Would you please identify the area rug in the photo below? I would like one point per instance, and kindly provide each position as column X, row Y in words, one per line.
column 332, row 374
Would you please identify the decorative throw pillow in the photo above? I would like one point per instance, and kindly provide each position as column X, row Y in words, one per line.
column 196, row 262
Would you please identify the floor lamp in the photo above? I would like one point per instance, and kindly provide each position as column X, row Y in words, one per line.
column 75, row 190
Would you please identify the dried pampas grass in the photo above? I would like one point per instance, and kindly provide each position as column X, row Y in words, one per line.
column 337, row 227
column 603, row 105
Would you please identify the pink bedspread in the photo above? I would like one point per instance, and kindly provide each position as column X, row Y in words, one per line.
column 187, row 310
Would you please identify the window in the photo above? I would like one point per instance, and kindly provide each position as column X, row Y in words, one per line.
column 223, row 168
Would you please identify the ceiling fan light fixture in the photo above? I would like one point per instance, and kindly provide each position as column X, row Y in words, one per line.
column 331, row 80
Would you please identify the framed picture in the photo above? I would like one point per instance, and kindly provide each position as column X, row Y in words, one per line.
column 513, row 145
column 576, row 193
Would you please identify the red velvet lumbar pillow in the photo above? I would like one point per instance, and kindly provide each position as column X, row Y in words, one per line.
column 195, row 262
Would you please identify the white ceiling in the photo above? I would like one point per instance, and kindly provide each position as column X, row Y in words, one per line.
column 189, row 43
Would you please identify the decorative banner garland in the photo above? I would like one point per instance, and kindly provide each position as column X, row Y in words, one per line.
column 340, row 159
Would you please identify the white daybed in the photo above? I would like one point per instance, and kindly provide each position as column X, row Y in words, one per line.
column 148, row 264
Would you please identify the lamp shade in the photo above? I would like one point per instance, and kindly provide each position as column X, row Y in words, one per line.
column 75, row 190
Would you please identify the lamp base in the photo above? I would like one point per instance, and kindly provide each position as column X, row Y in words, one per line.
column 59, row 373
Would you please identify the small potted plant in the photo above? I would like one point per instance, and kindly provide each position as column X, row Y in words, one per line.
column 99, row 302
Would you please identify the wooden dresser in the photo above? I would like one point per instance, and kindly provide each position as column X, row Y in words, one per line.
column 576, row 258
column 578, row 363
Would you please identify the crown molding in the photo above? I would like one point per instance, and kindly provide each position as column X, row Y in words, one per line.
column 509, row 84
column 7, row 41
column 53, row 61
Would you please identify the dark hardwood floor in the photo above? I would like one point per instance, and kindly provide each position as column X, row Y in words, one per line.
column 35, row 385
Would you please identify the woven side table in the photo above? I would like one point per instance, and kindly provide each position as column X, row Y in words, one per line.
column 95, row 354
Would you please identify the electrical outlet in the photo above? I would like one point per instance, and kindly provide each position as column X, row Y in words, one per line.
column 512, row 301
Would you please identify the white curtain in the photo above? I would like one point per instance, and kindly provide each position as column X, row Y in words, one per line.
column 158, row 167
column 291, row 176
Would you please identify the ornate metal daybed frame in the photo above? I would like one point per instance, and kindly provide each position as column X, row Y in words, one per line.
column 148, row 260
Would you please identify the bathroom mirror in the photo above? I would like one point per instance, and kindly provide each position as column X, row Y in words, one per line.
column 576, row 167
.....
Set out all of the rows above as a Markdown table with two columns, Number and Entry. Give each non-blank line its own row and leave out any blank lines.

SOLVED PROBLEM =>
| Number | Entry |
|---|---|
| 1 | Would you please identify the area rug in the photo below? I would like one point per instance, and kindly provide each position as column X, row Y in words, one per line. |
| 2 | column 332, row 374 |
| 3 | Would you please identify the decorative throw pillow in the photo above? I would like one point per instance, and kindly provide each position as column X, row Y in words, one per line. |
| 4 | column 196, row 262 |
| 5 | Would you please identify the floor lamp in the photo above? I would like one point per instance, and kindly provide each position as column X, row Y in words, one per line. |
| 6 | column 75, row 190 |
| 7 | Would you please identify the dried pampas grass in the photo above? I would like one point per instance, and kindly provide each position as column X, row Y in words, one per line. |
| 8 | column 337, row 227 |
| 9 | column 603, row 105 |
| 10 | Would you please identify the pink bedspread in the photo above? I would like one point per instance, and kindly provide each position as column X, row Y in words, one per line. |
| 11 | column 187, row 310 |
| 12 | Would you please identify the window in the photo above? I would like one point per instance, and kindly provide each position as column X, row Y in words, one per line. |
| 13 | column 223, row 168 |
| 14 | Would you please identify the ceiling fan light fixture in the photo above? I would like one point per instance, and kindly provide each position as column X, row Y in words, one per line. |
| 15 | column 331, row 80 |
| 16 | Would you please identify the framed picture in the photo above? I would like one point per instance, and kindly provide each position as column X, row Y in words, one per line. |
| 17 | column 513, row 145 |
| 18 | column 576, row 193 |
| 19 | Would you please identify the red velvet lumbar pillow in the photo above? I would like one point per instance, and kindly provide each position as column X, row Y in words, one per line. |
| 20 | column 195, row 262 |
| 21 | Would you please identify the white ceiling in the photo above? I would like one point per instance, and kindly provide each position as column X, row Y in words, one per line. |
| 22 | column 189, row 43 |
| 23 | Would you please identify the decorative banner garland in the photo above? I would like one point per instance, and kindly provide each position as column X, row Y in words, one per line. |
| 24 | column 340, row 159 |
| 25 | Would you please identify the white daybed in the photo above? I would like one point per instance, and kindly provide each position as column X, row Y in words, one per line. |
| 26 | column 148, row 264 |
| 27 | Would you please identify the lamp shade in the photo above? I would like one point per instance, and kindly provide each position as column X, row Y in words, one per line. |
| 28 | column 75, row 190 |
| 29 | Would you please identify the lamp base in the photo above? I would like one point per instance, and kindly provide each position as column X, row Y in words, one per line. |
| 30 | column 59, row 373 |
| 31 | Would you please identify the small potted plant in the photo above? I would like one point per instance, and kindly provide each position as column X, row Y in words, one per line. |
| 32 | column 99, row 302 |
| 33 | Would you please identify the wooden dresser in the photo above? I would like one point per instance, and kindly provide each position as column X, row Y in words, one per line. |
| 34 | column 576, row 258 |
| 35 | column 578, row 363 |
| 36 | Would you please identify the crown molding in the photo above? I would like one point per instance, and kindly provide each position as column X, row Y in words, one per line. |
| 37 | column 509, row 84 |
| 38 | column 7, row 41 |
| 39 | column 53, row 61 |
| 40 | Would you please identify the dark hardwood floor in the photo above? I would like one point per instance, and kindly provide each position as column X, row Y in words, one per line. |
| 41 | column 35, row 385 |
| 42 | Would you please identify the woven side table in the photo above? I would like one point per instance, and kindly provide each position as column X, row Y in words, one per line. |
| 43 | column 95, row 354 |
| 44 | Would you please identify the electrical outlet in the photo above? I would like one point per instance, and kindly provide each position as column X, row Y in words, one per line. |
| 45 | column 512, row 301 |
| 46 | Would you please identify the white curtain in the photo above? I would like one point per instance, and kindly provide each position as column X, row Y in words, one per line. |
| 47 | column 158, row 167 |
| 48 | column 291, row 176 |
| 49 | Would you please identify the ornate metal daybed frame in the photo above? I would like one point per instance, and kindly provide each position as column X, row Y in words, one per line. |
| 50 | column 148, row 260 |
| 51 | Would you please identify the bathroom mirror in the photo above? I would like one point per instance, and kindly provide each position as column X, row Y in words, one per line. |
| 52 | column 576, row 167 |